Write out, word for word, only the lines from the one containing "query: the noun phrase to segment: rock" through the final line of the data.

Records excerpted from a collection
▼▼▼

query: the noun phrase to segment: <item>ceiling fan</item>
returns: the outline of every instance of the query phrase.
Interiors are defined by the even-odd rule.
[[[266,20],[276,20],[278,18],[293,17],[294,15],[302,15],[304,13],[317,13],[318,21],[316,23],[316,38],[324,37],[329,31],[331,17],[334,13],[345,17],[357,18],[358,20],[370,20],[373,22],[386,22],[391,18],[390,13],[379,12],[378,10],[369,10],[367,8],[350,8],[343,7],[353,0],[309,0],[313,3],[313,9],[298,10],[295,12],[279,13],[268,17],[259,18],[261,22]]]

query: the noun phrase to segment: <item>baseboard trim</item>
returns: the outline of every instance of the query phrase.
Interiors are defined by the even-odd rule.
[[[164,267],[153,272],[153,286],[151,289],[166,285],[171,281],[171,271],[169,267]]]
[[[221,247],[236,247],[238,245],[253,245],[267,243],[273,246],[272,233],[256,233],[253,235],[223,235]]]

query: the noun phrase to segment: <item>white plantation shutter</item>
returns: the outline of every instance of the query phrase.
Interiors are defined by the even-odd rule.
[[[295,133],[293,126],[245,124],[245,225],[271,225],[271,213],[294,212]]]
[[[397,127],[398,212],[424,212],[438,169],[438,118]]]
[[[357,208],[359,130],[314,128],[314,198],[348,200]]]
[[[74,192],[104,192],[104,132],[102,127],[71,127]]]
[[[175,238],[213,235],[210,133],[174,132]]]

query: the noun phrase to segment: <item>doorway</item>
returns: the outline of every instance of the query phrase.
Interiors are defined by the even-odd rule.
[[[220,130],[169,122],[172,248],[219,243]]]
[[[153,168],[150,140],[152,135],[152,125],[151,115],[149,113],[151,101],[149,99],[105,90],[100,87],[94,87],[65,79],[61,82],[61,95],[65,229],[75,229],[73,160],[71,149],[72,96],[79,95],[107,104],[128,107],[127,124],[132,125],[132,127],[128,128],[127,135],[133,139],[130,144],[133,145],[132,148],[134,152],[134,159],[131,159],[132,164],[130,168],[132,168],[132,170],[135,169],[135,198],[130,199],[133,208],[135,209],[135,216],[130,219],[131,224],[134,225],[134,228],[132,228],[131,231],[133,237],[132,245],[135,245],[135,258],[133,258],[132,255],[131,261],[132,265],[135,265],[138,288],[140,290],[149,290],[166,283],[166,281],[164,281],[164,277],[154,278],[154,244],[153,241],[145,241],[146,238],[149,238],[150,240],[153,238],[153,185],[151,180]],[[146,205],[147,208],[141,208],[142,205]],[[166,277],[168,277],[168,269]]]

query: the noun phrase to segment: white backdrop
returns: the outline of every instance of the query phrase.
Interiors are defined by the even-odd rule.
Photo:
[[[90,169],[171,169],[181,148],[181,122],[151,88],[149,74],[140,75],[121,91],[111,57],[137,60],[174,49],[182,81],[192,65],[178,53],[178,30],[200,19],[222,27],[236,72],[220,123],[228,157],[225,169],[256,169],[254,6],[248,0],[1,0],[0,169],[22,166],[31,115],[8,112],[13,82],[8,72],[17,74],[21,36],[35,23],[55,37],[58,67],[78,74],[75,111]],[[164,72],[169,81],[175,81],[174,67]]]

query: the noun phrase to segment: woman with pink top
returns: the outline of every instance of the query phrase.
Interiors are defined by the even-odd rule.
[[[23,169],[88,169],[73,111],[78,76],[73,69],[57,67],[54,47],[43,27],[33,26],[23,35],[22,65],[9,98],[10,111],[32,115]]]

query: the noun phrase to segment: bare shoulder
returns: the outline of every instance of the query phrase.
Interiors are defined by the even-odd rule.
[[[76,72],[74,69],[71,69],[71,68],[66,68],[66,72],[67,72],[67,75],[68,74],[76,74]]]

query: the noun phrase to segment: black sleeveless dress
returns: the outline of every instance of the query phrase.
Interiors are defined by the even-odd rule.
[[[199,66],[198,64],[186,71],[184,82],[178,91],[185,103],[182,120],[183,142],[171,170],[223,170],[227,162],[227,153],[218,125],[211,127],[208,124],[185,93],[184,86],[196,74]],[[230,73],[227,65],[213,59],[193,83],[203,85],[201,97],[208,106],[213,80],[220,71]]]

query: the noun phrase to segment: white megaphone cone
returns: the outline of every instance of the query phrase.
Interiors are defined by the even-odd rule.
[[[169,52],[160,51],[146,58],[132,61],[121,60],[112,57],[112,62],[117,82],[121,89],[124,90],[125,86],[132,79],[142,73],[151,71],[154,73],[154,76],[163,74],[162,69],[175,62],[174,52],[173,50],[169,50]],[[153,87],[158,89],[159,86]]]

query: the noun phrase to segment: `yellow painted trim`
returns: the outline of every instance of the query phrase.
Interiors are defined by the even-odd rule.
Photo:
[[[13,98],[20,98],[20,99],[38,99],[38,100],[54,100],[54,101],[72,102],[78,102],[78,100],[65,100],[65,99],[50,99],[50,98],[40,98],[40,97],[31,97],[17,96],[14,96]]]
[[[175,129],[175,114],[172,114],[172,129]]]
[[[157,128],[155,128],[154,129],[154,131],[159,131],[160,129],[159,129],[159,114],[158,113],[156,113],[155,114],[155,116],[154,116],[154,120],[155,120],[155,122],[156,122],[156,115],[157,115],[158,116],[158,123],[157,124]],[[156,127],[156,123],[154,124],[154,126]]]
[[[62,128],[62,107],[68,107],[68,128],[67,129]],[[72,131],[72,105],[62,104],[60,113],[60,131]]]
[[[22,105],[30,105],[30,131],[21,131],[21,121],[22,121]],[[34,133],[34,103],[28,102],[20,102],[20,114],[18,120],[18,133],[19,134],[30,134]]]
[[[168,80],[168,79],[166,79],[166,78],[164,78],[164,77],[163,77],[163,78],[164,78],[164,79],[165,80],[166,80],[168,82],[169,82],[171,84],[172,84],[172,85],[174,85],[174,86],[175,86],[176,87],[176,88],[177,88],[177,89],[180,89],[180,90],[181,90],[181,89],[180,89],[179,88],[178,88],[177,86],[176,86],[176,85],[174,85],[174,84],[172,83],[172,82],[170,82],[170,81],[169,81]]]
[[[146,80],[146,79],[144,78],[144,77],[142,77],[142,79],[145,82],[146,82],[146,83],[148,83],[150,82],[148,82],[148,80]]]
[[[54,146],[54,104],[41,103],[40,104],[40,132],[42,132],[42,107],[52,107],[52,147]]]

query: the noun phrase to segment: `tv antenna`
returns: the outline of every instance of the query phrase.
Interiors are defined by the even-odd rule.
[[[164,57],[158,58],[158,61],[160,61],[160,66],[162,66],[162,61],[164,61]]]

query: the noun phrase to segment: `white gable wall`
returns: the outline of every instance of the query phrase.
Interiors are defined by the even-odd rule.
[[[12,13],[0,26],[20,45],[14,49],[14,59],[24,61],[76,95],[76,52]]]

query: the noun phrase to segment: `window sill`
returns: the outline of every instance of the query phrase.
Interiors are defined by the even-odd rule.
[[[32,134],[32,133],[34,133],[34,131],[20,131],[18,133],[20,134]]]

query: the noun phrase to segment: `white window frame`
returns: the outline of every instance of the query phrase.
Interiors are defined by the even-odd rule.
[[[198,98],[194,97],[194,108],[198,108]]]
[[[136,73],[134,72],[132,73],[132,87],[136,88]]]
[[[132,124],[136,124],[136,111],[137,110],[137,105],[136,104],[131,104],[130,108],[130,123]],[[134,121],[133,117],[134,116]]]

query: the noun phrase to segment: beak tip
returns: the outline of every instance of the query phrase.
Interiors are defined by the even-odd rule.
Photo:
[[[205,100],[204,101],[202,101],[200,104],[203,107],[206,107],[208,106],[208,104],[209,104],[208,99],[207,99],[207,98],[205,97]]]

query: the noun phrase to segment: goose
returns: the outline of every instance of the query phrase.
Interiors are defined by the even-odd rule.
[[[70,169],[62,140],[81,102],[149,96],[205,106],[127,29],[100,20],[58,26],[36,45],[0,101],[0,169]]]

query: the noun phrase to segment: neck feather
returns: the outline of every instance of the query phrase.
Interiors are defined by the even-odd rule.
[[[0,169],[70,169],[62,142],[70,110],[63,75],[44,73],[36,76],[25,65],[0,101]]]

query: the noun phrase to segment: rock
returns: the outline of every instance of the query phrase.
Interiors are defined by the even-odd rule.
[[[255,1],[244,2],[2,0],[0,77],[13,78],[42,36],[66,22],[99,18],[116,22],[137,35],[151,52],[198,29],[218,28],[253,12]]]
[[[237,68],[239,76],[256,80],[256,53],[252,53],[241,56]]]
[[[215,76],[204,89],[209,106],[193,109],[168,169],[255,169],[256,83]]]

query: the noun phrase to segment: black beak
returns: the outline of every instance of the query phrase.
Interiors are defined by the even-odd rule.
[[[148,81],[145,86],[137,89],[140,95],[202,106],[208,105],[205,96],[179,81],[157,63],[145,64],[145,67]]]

▲▲▲

== WORKED SOLUTION ==
query: the noun phrase to segment: rock
returns: the outline of every instance of the query phrase.
Interiors are defined by the even-odd rule.
[[[255,1],[244,2],[2,0],[0,77],[13,78],[42,36],[66,22],[99,18],[116,22],[137,35],[151,52],[198,29],[218,28],[253,12]]]
[[[237,68],[239,76],[256,80],[256,53],[252,53],[241,56]]]
[[[215,76],[204,89],[209,106],[193,109],[168,169],[255,169],[256,83]]]

query: the noun phrase to segment: black beak
returns: the outline of every instance of the query phrase.
Interiors are defined by the even-odd rule.
[[[148,81],[145,86],[137,89],[140,95],[202,106],[208,105],[205,96],[179,81],[157,63],[145,64],[145,67]]]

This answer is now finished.